--- ENTRIES ---
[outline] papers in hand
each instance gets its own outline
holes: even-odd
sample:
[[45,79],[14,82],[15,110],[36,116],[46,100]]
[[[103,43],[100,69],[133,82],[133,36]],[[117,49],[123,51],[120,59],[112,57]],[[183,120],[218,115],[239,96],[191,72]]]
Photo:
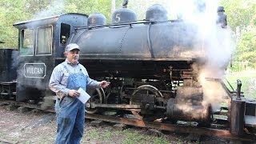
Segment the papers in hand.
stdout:
[[78,97],[78,98],[83,103],[85,104],[89,98],[90,98],[90,96],[86,93],[86,91],[85,91],[83,89],[82,89],[81,87],[78,89],[78,90],[80,93],[80,96]]

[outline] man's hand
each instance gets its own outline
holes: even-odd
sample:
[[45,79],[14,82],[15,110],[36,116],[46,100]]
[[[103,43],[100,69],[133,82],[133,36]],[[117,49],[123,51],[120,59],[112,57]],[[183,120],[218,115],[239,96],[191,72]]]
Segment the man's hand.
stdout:
[[101,83],[99,84],[99,86],[102,88],[106,88],[107,86],[109,86],[110,84],[110,82],[106,82],[106,81],[102,81]]
[[70,97],[78,97],[79,95],[80,95],[80,93],[78,90],[70,90],[69,91],[69,96]]

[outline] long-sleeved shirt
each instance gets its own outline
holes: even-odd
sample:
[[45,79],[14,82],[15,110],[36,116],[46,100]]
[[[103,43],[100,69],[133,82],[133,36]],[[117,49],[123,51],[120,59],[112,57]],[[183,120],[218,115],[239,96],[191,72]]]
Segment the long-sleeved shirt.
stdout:
[[89,78],[86,69],[79,62],[76,65],[71,64],[67,59],[58,65],[53,70],[49,82],[49,88],[56,93],[58,98],[68,96],[70,89],[66,88],[67,78],[70,73],[65,69],[66,66],[70,73],[80,73],[82,71],[87,78],[87,86],[91,87],[99,87],[99,82]]

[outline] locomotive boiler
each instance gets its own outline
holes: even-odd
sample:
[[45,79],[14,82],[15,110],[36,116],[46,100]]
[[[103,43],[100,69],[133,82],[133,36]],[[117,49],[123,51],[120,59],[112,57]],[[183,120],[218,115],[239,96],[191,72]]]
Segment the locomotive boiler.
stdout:
[[[222,7],[218,14],[214,26],[207,29],[222,34],[227,24]],[[202,30],[205,27],[180,18],[168,20],[167,10],[161,5],[150,6],[140,21],[124,5],[114,12],[111,24],[106,24],[100,13],[72,13],[14,26],[19,30],[19,56],[13,58],[18,71],[16,90],[1,82],[2,95],[11,94],[16,101],[42,106],[54,101],[54,94],[48,88],[50,74],[65,59],[65,46],[77,43],[79,62],[90,77],[110,82],[105,90],[87,90],[91,98],[85,106],[86,113],[111,110],[144,121],[161,118],[209,126],[218,113],[212,102],[216,101],[226,102],[225,108],[219,109],[227,110],[233,134],[242,134],[245,126],[256,125],[246,120],[255,118],[256,102],[244,98],[240,82],[237,91],[230,90],[222,78],[202,74],[211,60],[209,39]],[[221,38],[217,40],[222,43]],[[217,68],[223,72],[227,62]]]

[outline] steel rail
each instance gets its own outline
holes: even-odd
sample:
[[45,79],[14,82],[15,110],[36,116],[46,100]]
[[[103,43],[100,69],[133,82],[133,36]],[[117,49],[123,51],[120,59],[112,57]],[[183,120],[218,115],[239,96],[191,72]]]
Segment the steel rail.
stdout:
[[208,135],[212,137],[237,139],[241,141],[256,141],[255,134],[246,134],[243,136],[236,136],[231,134],[230,131],[226,130],[218,130],[205,127],[193,127],[188,126],[185,126],[182,125],[169,124],[158,122],[145,122],[135,118],[117,118],[114,116],[99,115],[94,114],[86,114],[86,118],[102,120],[105,122],[114,123],[122,123],[126,125],[135,126],[139,127],[154,128],[158,130],[168,130],[173,132],[189,134],[194,133],[200,135]]

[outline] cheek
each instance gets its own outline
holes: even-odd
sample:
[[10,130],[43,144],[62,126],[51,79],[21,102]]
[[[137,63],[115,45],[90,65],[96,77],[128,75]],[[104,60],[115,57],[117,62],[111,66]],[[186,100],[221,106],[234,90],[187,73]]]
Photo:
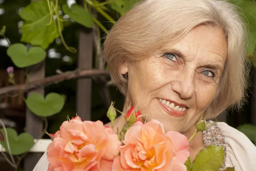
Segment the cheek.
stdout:
[[128,93],[132,102],[140,109],[148,105],[157,97],[154,95],[168,84],[162,64],[151,61],[138,63],[129,69]]
[[198,110],[206,109],[212,102],[217,93],[218,85],[197,85],[195,90],[196,103]]

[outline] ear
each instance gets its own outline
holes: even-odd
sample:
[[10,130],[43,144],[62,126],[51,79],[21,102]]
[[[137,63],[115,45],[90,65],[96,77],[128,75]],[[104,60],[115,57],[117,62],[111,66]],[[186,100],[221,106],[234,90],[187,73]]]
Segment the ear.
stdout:
[[125,62],[121,65],[120,67],[120,72],[121,74],[125,74],[128,72],[128,67],[127,66],[127,62]]

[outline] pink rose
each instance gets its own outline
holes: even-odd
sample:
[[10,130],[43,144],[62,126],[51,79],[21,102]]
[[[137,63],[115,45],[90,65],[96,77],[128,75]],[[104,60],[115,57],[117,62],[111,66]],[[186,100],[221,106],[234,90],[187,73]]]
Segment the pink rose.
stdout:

--- INSTRUCTION ---
Change every "Segment" in the lines above to "Trace" and write all the lines out again, leaving everything else unchanged. Leave the pictures out.

--- SOLUTION ---
[outline] papers in hand
each instance gets its own outline
holes: even-odd
sample:
[[45,79],[14,82],[15,110],[36,116],[46,100]]
[[[103,43],[100,69],[133,82],[133,36]],[[117,49],[123,51],[120,59],[112,57]],[[183,120],[218,115],[239,96],[191,72]]]
Photo:
Trace the papers in hand.
stdout:
[[78,97],[78,98],[83,103],[85,104],[89,98],[90,98],[90,96],[86,93],[86,91],[85,91],[83,89],[82,89],[81,87],[78,89],[78,90],[80,93],[80,96]]

[outline] man's hand
each instance gets its own outline
holes: even-odd
sample:
[[45,79],[14,82],[15,110],[36,116],[46,100]]
[[[103,43],[100,69],[133,82],[133,36]],[[117,49],[123,51],[120,59],[112,57]],[[183,120],[218,115],[239,96],[191,72]]]
Trace the man's hand.
stdout:
[[101,83],[99,84],[99,86],[102,88],[106,88],[107,86],[109,86],[110,84],[110,82],[106,82],[106,81],[102,81]]
[[70,97],[78,97],[79,95],[80,95],[80,93],[78,90],[70,90],[69,91],[69,96]]

[outline] long-sleeved shirt
each instance gets its own outline
holes: even-odd
sample:
[[45,79],[14,82],[15,110],[36,116],[46,100]]
[[[103,43],[100,69],[133,82],[133,36]],[[117,49],[123,51],[120,59],[112,57]],[[183,120],[218,115],[239,96],[191,72]]]
Trace the long-sleeved shirt.
stdout:
[[89,78],[86,69],[79,62],[76,65],[71,64],[67,59],[58,65],[53,70],[49,82],[49,88],[56,93],[58,98],[68,96],[70,89],[66,88],[67,78],[70,73],[65,69],[66,66],[70,73],[80,73],[82,71],[87,78],[87,86],[91,87],[99,87],[99,82]]

[outline] locomotive boiler
each instance gets its own outline
holes: even-odd
sample:
[[45,79],[14,82],[15,110],[36,116],[46,100]]
[[[103,43],[100,69],[133,82],[133,36]],[[117,49],[123,51],[120,59],[112,57]],[[183,120],[218,115],[239,96],[191,72]]]
Trace the locomotive boiler.
stdout:
[[[222,7],[218,14],[214,26],[207,29],[222,34],[227,24]],[[202,30],[205,27],[180,18],[168,20],[167,10],[161,5],[150,6],[140,21],[124,5],[114,12],[111,24],[106,24],[100,13],[72,13],[14,26],[19,30],[19,56],[13,58],[18,71],[16,90],[1,82],[2,95],[11,94],[16,101],[42,106],[54,101],[54,94],[48,88],[50,74],[65,59],[65,46],[77,43],[79,62],[90,77],[110,82],[105,90],[87,90],[91,98],[85,106],[86,113],[111,110],[144,121],[161,118],[209,126],[218,113],[212,102],[216,101],[226,102],[225,108],[219,109],[227,110],[233,134],[242,134],[245,126],[256,125],[246,120],[255,118],[256,102],[244,98],[240,82],[237,91],[230,90],[222,78],[202,74],[211,60],[209,39]],[[221,38],[217,40],[222,43]],[[217,68],[223,72],[227,62]]]

[outline] steel rail
each instance gets its own outline
holes: even-odd
sample:
[[45,79],[14,82],[15,110],[36,116],[46,100]]
[[[103,43],[100,69],[133,82],[133,36]],[[117,49],[123,51],[120,59],[112,57]],[[183,120],[218,115],[239,96],[191,72]]]
Trace the steel rail.
stdout:
[[208,135],[212,137],[237,139],[241,141],[256,141],[255,134],[246,134],[243,136],[236,136],[231,134],[230,131],[226,130],[218,130],[205,127],[193,127],[188,126],[185,126],[182,125],[169,124],[158,122],[145,122],[135,118],[117,118],[114,116],[99,115],[94,114],[86,114],[86,118],[102,120],[105,122],[114,123],[122,123],[126,125],[135,126],[139,127],[154,128],[158,130],[168,130],[173,132],[189,134],[194,133],[200,135]]

[outline] cheek
each instance gets its own outline
holes: even-odd
sample:
[[10,130],[43,144],[62,126],[51,79],[21,102]]
[[[137,63],[115,45],[90,65],[96,77],[128,75]],[[104,60],[115,57],[117,62],[111,66]],[[186,100],[221,106],[234,90],[187,73]]]
Photo:
Trace the cheek.
stdout:
[[128,93],[132,102],[140,109],[148,105],[157,97],[154,95],[168,84],[162,64],[151,61],[138,63],[129,69]]
[[198,110],[206,109],[212,102],[217,93],[218,85],[197,85],[195,90],[196,103]]

[outline] ear
each instance gets its own outline
holes: even-odd
sample:
[[10,130],[43,144],[62,126],[51,79],[21,102]]
[[[137,63],[115,45],[90,65],[96,77],[128,75]],[[104,60],[115,57],[117,62],[111,66]],[[186,100],[221,106],[234,90],[187,73]]]
Trace the ear.
stdout:
[[125,62],[121,65],[120,67],[120,72],[121,74],[125,74],[128,72],[128,67],[127,66],[127,62]]

[outline] pink rose
each instance gets its own outline
holes: even-odd
sample:
[[10,130],[43,144],[62,126],[51,79],[21,102]]
[[[137,63],[115,45],[90,65],[96,77],[128,75]],[[104,60],[115,57],[117,62],[111,66]],[[186,100],[221,106],[234,90],[187,73]]]
Trace the pink rose.
stdout:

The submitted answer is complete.